TEXT BLOCK:
Segment Open
6.2: Energy changes in reactions; classify reactions as endothermic or exothermic.
6.3: Analyze energy diagrams (reactants, products, Ea, ΔH).
6.4: Predict how concentration, temperature, and catalysts affect reaction rates.
6.5: Describe chemical equilibrium and write equilibrium constant expression (Keq).
Energy Basics (6.1)
Energy: Capability to perform work.
Kinetic Energy: Energy of motion.
Potential Energy: Stored energy in chemical bonds.
Law of Conservation of Energy: Energy cannot be created or destroyed, only transformed.
Units of Energy
calorie (cal): Energy to raise 1g water by 1°C.
Conversions: 1 cal = 4.184 J; 1 kcal = 1000 cal = 4.184 kJ.
Energy Changes in Reactions (6.2)
Bonds in reactants are broken, new bonds in products formed.
Breaking bonds requires energy; bond formation releases energy.
Heat of Reaction (ΔH): Positive for endothermic (absorbs heat) and negative for exothermic (releases heat).
Energy Diagrams (6.3)
Activation Energy (Ea): Minimum energy needed for a reaction.
Energy diagrams show changes in energy and the transition state where reactants form products.
ΔH indicates heat of reaction; positive if products need more energy than reactants (endothermic), negative if vice versa (exothermic).
Reaction Rates (6.4)
Higher Ea slows reactions, lower Ea speeds them up.
Factors influencing rate: Concentration (↑ concentration = ↑ collision rate), Temperature (↑ temperature = ↑ kinetic energy), Catalysts (lower Ea, not consumed).
Chemical Equilibrium (6.5)
Equilibrium: Rate of forward reaction equals rate of reverse reaction.
Equilibrium constant (K) relates to concentration of products and reactants; K>1 favors products, K<1 favors reactants.
Changes in conditions can affect equilibrium but will revert to balance.
Segment Closed
PROBLEM DETAILS: In the chemistry notes, how many joules equal one calorie? The items after this point are separate from the chemistry notes.

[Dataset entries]
Segment Open
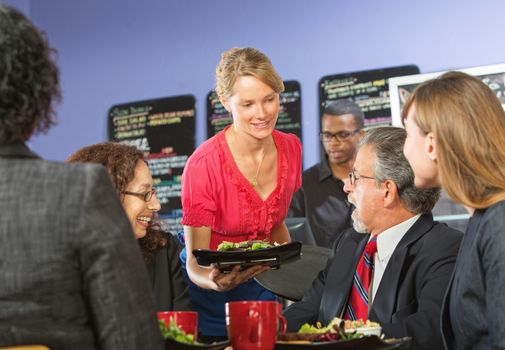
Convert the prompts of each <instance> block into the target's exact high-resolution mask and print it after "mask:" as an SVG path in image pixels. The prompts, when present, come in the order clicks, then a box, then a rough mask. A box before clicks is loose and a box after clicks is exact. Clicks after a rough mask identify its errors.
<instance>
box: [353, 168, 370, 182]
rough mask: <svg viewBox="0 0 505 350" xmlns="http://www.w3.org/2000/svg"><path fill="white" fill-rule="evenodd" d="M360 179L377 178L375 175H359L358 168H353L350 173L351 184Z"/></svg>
mask: <svg viewBox="0 0 505 350" xmlns="http://www.w3.org/2000/svg"><path fill="white" fill-rule="evenodd" d="M359 179H371V180H375V177H372V176H365V175H357V174H356V170H355V169H352V170H351V172H350V173H349V182H350V183H351V185H354V183H355V182H356V181H357V180H359Z"/></svg>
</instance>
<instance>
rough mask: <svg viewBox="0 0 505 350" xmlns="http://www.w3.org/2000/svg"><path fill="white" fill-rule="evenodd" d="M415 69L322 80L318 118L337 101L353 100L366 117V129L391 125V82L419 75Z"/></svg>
mask: <svg viewBox="0 0 505 350" xmlns="http://www.w3.org/2000/svg"><path fill="white" fill-rule="evenodd" d="M418 73H419V68H418V67H417V66H414V65H408V66H399V67H391V68H384V69H374V70H368V71H360V72H353V73H343V74H336V75H327V76H324V77H322V78H321V79H320V80H319V115H320V116H322V115H323V111H324V109H325V108H326V106H327V105H328V104H329V103H330V102H332V101H335V100H339V99H352V100H353V101H354V102H355V103H356V104H357V105H358V106H359V107H360V108H361V110H362V111H363V113H364V114H365V126H367V127H370V126H379V125H391V108H390V98H389V85H388V81H389V78H392V77H397V76H403V75H410V74H418Z"/></svg>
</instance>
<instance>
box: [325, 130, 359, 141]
mask: <svg viewBox="0 0 505 350" xmlns="http://www.w3.org/2000/svg"><path fill="white" fill-rule="evenodd" d="M360 130H361V129H356V130H353V131H347V130H343V131H338V132H336V133H332V132H328V131H323V132H320V133H319V138H320V139H321V141H323V142H331V140H332V139H333V138H335V139H336V140H337V141H340V142H342V141H345V140H347V139H348V138H349V137H351V136H352V135H354V134H356V133H358V132H359V131H360Z"/></svg>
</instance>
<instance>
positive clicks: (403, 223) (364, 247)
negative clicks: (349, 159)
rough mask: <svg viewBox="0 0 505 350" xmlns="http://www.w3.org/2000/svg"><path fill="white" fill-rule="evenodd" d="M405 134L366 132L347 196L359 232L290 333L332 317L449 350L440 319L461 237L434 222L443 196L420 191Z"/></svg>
mask: <svg viewBox="0 0 505 350" xmlns="http://www.w3.org/2000/svg"><path fill="white" fill-rule="evenodd" d="M405 137H406V134H405V131H404V130H403V129H401V128H394V127H382V128H376V129H372V130H370V131H368V133H367V134H366V135H365V137H364V138H363V140H362V141H361V144H360V149H359V151H358V154H357V156H356V161H355V163H354V167H353V169H352V170H351V172H350V173H349V179H348V180H347V181H346V183H345V186H344V190H345V191H346V193H347V194H348V199H349V201H350V202H351V203H352V204H354V206H355V207H356V209H355V210H354V212H353V213H352V219H353V227H354V229H349V230H347V231H346V232H344V236H343V237H342V240H341V241H340V242H339V244H338V245H336V246H335V248H334V256H333V257H332V258H331V259H330V260H329V261H328V263H327V265H326V267H325V269H324V270H322V271H321V272H320V273H319V274H318V276H317V278H316V279H315V280H314V282H313V283H312V287H311V288H310V289H309V290H308V291H307V293H305V295H304V297H303V299H302V300H301V301H300V302H297V303H294V304H293V305H291V306H290V307H289V308H288V309H287V310H286V311H285V312H284V316H285V317H286V320H287V322H288V330H289V331H297V330H298V329H299V328H300V326H301V325H302V324H304V323H309V324H315V323H316V322H320V323H321V324H323V325H327V324H328V323H329V322H330V321H331V320H332V319H333V318H334V317H340V318H345V319H351V320H353V319H363V320H364V319H370V320H372V321H375V322H379V323H380V324H381V326H382V331H383V333H384V334H385V335H386V337H394V338H402V337H412V344H411V349H438V348H443V344H442V338H441V333H440V326H439V323H440V312H441V306H442V300H443V297H444V292H445V290H446V288H447V285H448V283H449V280H450V277H451V274H452V271H453V268H454V263H455V261H456V255H457V253H458V249H459V244H460V242H461V239H462V233H461V232H459V231H456V230H454V229H451V228H449V227H448V226H446V225H445V224H440V223H438V222H434V221H433V216H432V214H431V210H432V208H433V206H434V205H435V203H436V201H437V200H438V198H439V195H440V189H438V188H436V189H418V188H416V187H414V174H413V172H412V169H411V168H410V166H409V164H408V162H407V160H406V159H405V157H404V155H403V144H404V142H405Z"/></svg>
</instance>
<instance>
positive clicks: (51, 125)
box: [0, 5, 61, 143]
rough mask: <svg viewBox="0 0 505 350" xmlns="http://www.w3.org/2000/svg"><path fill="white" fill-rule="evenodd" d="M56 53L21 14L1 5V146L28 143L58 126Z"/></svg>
mask: <svg viewBox="0 0 505 350" xmlns="http://www.w3.org/2000/svg"><path fill="white" fill-rule="evenodd" d="M54 56H56V50H54V49H52V48H51V47H49V44H48V42H47V39H46V36H45V34H44V33H42V32H40V31H39V30H38V29H37V28H35V26H34V25H33V24H32V23H31V22H30V20H29V19H28V18H26V17H25V16H24V15H23V14H22V13H21V12H19V11H18V10H16V9H15V8H13V7H10V6H7V5H0V142H1V143H11V142H14V141H26V140H28V139H29V138H30V136H31V135H32V134H36V133H39V132H47V130H49V128H50V127H51V126H53V125H54V124H55V123H56V119H55V111H54V106H53V104H54V103H56V102H60V100H61V91H60V85H59V72H58V67H57V66H56V64H55V62H54V60H53V59H54Z"/></svg>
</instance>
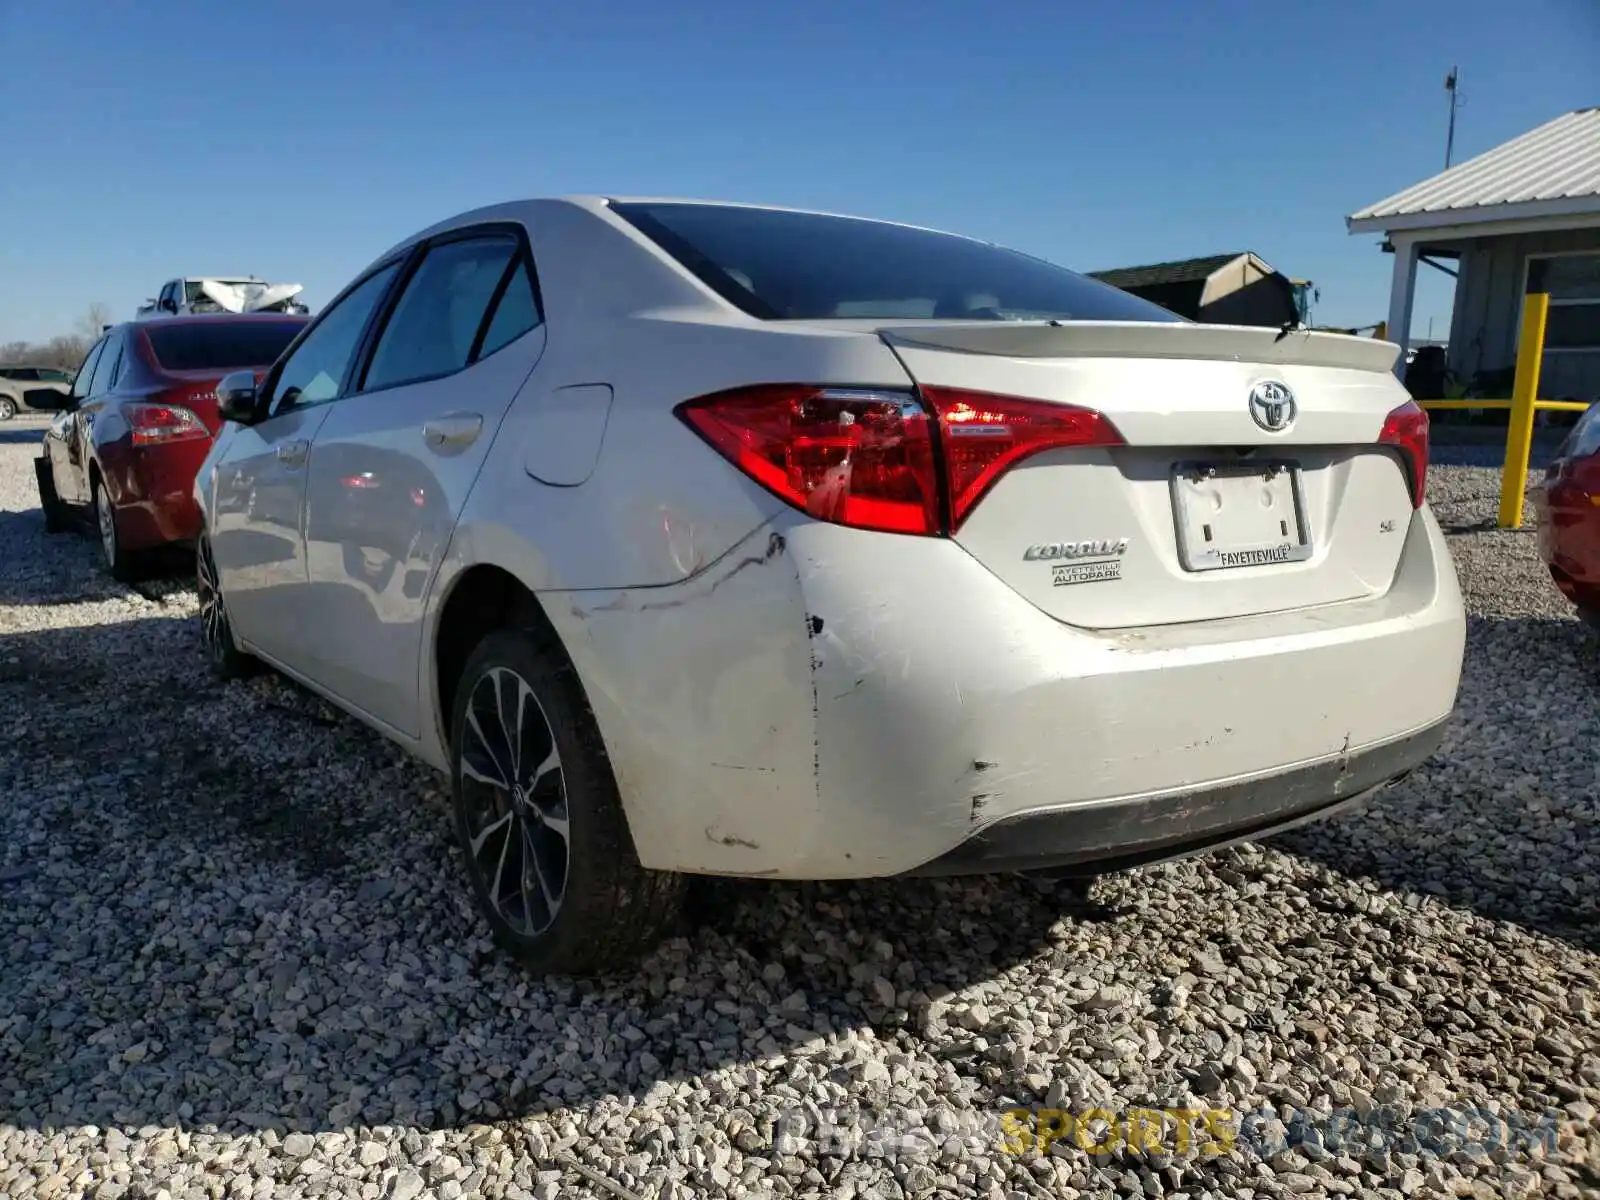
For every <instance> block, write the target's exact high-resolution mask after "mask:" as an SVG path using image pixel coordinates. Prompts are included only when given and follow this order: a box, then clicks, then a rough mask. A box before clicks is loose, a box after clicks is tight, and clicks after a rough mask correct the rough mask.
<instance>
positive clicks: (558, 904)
mask: <svg viewBox="0 0 1600 1200" xmlns="http://www.w3.org/2000/svg"><path fill="white" fill-rule="evenodd" d="M461 789H462V800H464V802H466V805H464V814H466V818H467V835H469V853H470V858H472V869H474V870H475V872H478V875H480V878H482V882H483V890H485V893H486V894H488V899H490V902H491V904H493V906H494V910H496V914H498V915H499V917H501V920H504V922H506V925H509V926H510V928H512V930H514V931H515V933H518V934H522V936H526V938H533V936H538V934H541V933H544V931H546V930H549V928H550V925H554V923H555V917H557V914H558V912H560V909H562V899H563V898H565V894H566V875H568V864H570V861H571V845H570V842H571V837H570V835H571V830H570V824H568V808H566V774H565V771H563V770H562V755H560V750H558V749H557V744H555V730H554V728H552V726H550V720H549V717H547V715H546V712H544V707H542V706H541V704H539V698H538V696H536V694H534V691H533V688H531V686H530V685H528V682H526V680H525V678H522V675H518V674H517V672H515V670H510V669H509V667H491V669H490V670H486V672H483V675H480V677H478V680H477V683H474V686H472V694H470V698H469V701H467V718H466V736H464V738H462V746H461Z"/></svg>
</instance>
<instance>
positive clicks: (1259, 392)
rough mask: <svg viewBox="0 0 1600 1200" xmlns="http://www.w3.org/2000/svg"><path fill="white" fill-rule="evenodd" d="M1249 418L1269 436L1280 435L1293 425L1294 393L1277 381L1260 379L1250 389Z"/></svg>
mask: <svg viewBox="0 0 1600 1200" xmlns="http://www.w3.org/2000/svg"><path fill="white" fill-rule="evenodd" d="M1250 416H1251V419H1253V421H1254V422H1256V424H1258V426H1261V427H1262V429H1266V430H1267V432H1269V434H1282V432H1283V430H1286V429H1288V427H1290V426H1293V424H1294V392H1291V390H1290V387H1288V384H1280V382H1278V381H1277V379H1262V381H1261V382H1259V384H1256V386H1254V387H1251V389H1250Z"/></svg>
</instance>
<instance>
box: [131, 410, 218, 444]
mask: <svg viewBox="0 0 1600 1200" xmlns="http://www.w3.org/2000/svg"><path fill="white" fill-rule="evenodd" d="M123 414H125V416H126V418H128V426H130V429H131V430H133V445H136V446H165V445H168V443H170V442H189V440H192V438H202V437H211V430H208V429H206V427H205V426H203V424H202V421H200V418H197V416H195V414H194V413H190V411H189V410H187V408H182V406H179V405H150V403H134V405H125V406H123Z"/></svg>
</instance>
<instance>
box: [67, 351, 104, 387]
mask: <svg viewBox="0 0 1600 1200" xmlns="http://www.w3.org/2000/svg"><path fill="white" fill-rule="evenodd" d="M104 350H106V339H104V338H101V339H99V341H98V342H94V349H93V350H90V352H88V357H85V358H83V365H82V366H80V368H78V378H77V379H74V381H72V395H74V397H77V398H78V400H83V398H86V397H90V395H93V392H91V390H90V387H93V386H94V370H96V368H98V366H99V360H101V354H102V352H104Z"/></svg>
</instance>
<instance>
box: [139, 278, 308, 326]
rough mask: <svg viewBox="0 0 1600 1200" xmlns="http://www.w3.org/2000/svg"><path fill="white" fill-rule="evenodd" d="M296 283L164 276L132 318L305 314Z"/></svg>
mask: <svg viewBox="0 0 1600 1200" xmlns="http://www.w3.org/2000/svg"><path fill="white" fill-rule="evenodd" d="M304 290H306V288H304V286H302V285H299V283H269V282H267V280H264V278H258V277H256V275H190V277H186V278H173V280H166V283H163V285H162V290H160V293H157V296H155V298H154V299H147V301H146V302H144V304H141V306H139V309H138V312H136V314H134V318H136V320H149V318H152V317H181V315H186V314H205V312H285V314H291V315H293V314H307V312H310V309H307V307H306V304H304V302H301V301H299V299H298V298H299V294H301V293H302V291H304Z"/></svg>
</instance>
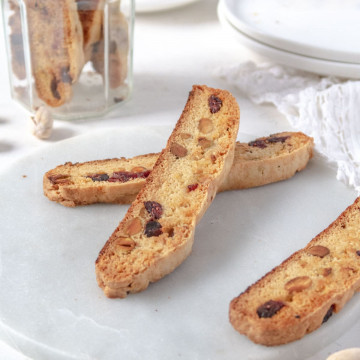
Segment Closed
THE ANSWER: One calorie equals 4.184 J.